● **Task brief**: Return the data below word for word, from the first line to the last, and leave the pictures out.

● **Input material**:
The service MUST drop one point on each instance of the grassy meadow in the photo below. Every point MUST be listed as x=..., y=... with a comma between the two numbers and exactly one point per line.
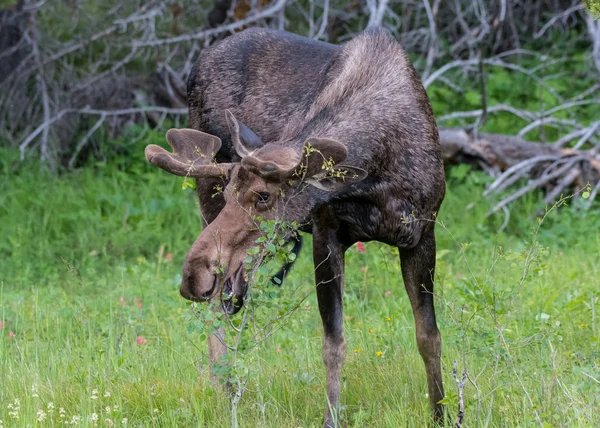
x=93, y=330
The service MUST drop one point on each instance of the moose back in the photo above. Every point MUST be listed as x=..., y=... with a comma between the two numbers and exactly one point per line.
x=340, y=139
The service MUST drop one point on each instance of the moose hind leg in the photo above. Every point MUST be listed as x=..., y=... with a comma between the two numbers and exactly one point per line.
x=418, y=268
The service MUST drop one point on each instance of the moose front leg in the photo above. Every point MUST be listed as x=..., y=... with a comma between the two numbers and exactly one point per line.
x=418, y=267
x=211, y=204
x=328, y=255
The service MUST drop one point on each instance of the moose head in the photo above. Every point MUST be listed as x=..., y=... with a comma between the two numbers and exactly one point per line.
x=271, y=181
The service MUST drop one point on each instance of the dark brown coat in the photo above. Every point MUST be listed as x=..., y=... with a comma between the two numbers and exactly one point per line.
x=267, y=94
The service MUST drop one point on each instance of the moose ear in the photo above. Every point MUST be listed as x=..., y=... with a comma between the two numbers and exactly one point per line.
x=319, y=154
x=244, y=140
x=337, y=178
x=192, y=153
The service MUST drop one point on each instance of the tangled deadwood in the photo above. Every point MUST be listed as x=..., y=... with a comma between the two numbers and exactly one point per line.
x=510, y=159
x=74, y=72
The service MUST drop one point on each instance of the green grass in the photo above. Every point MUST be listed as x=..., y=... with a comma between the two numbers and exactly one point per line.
x=74, y=245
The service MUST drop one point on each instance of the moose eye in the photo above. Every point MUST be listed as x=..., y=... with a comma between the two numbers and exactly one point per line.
x=263, y=197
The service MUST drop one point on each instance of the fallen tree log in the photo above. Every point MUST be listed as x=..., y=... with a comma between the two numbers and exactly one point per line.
x=508, y=159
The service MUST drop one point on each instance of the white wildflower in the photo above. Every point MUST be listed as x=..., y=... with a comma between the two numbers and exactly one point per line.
x=41, y=415
x=14, y=408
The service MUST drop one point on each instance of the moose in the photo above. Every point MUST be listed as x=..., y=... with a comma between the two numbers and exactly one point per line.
x=341, y=139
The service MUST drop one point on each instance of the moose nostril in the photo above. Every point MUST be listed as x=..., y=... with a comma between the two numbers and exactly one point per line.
x=207, y=294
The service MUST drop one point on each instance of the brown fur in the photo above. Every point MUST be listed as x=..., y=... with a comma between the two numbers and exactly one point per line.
x=360, y=104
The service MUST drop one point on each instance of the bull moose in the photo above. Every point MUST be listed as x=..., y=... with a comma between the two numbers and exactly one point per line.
x=341, y=139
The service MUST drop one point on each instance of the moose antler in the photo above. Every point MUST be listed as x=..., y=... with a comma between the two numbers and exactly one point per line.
x=193, y=152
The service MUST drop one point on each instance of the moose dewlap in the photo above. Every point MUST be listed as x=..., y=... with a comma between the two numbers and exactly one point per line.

● **Answer to this problem**:
The service MUST drop one point on each instance of the grassy meadow in the photo below. Every point MUST be listed as x=..., y=... with a comma between the two numbers and exactly one point per line.
x=93, y=330
The service MUST drop one point on each instance of the moose back in the photo above. Every point MUST be listed as x=..., y=... with a comma between the two numbers and exactly one point per line.
x=340, y=139
The service MUST drop one point on each instance of the moose hind leg in the photo above. Every point MUST be listed as x=..., y=... with a comma between the two numbers and exactly one point per line.
x=418, y=268
The service MUST drop one point on each instance of the moose front leg in the photo above. Every point MUST be listed as x=..., y=... with a comma between the two numbers and exactly one point per line.
x=418, y=267
x=211, y=204
x=328, y=255
The service MUST drop one point on each instance of the moose head in the photo above. Every point MUST be listed as x=..., y=... with a comma between the two numbers and exactly one point per line.
x=271, y=181
The service MUST drop one point on each instance of the dark brown coat in the photo above. Every point MUST be listed as x=..., y=... with a comma between the two numbers and exactly one point per line.
x=267, y=94
The service MUST drop one point on each instance of the moose ear in the photo above. Every point MUST be listed as x=..., y=... with a comma between the two numbers and exactly one point per line.
x=319, y=154
x=244, y=140
x=337, y=178
x=192, y=153
The service MUST drop one point on each instance of the tangled deadwood in the photo above. Every point MUST be listed as x=..., y=... with a comma between the two numbers and exactly one point per line.
x=510, y=159
x=74, y=72
The service MUST drop one point on each instance of the green grass in the photo above. Every point MUST be listed as x=..., y=... with a comma between the two numbers and exactly one point per line.
x=74, y=245
The service MUST drop one point on each instance of the moose eye in the photo above. Every point MUST be listed as x=..., y=... with a comma between the two numbers and exactly one point per line.
x=263, y=197
The service MUST drop one point on each instance of the fallen tree log in the photo above. Every point MUST be listed as x=..., y=... with a comma between the two numbers and exactly one point per line.
x=508, y=159
The service MUST drop one point on each instance of the white wildflower in the photo above. Every point MUST be listed as x=..., y=... with a comma between the two numbers and exactly one point per line.
x=41, y=415
x=14, y=408
The service MUST drop one point on each instance of the moose in the photo above. Every point MUST be listed as x=..., y=... with a comma between the two numbers and exactly one point per line.
x=341, y=139
The service MUST drop one point on each instance of the moose nostril in the photo above. Every point MUST be listed as x=..., y=... with a comma between the two numbers and exactly one point per line.
x=207, y=294
The service MUST drop one point on each instance of the brown fur in the photo above. Every point MUST be listed as x=..., y=... with a comma between the two numbers and exactly one point per line.
x=360, y=104
The service MUST drop one point on each instance of the bull moose in the photo above. Every point MUST be listed as x=..., y=... with a comma between the two numbers and exactly one point per line.
x=341, y=139
The service MUST drop one point on each instance of the moose antler in the photo above. Every point MUST be listed as x=..., y=... with a comma between the two numbers and exactly one point per line.
x=193, y=152
The service MUST drop one point on each instance of the moose dewlap in the photo above. Every point MUST be listed as x=..., y=... with a comma between the two numbers and exactly one point per line.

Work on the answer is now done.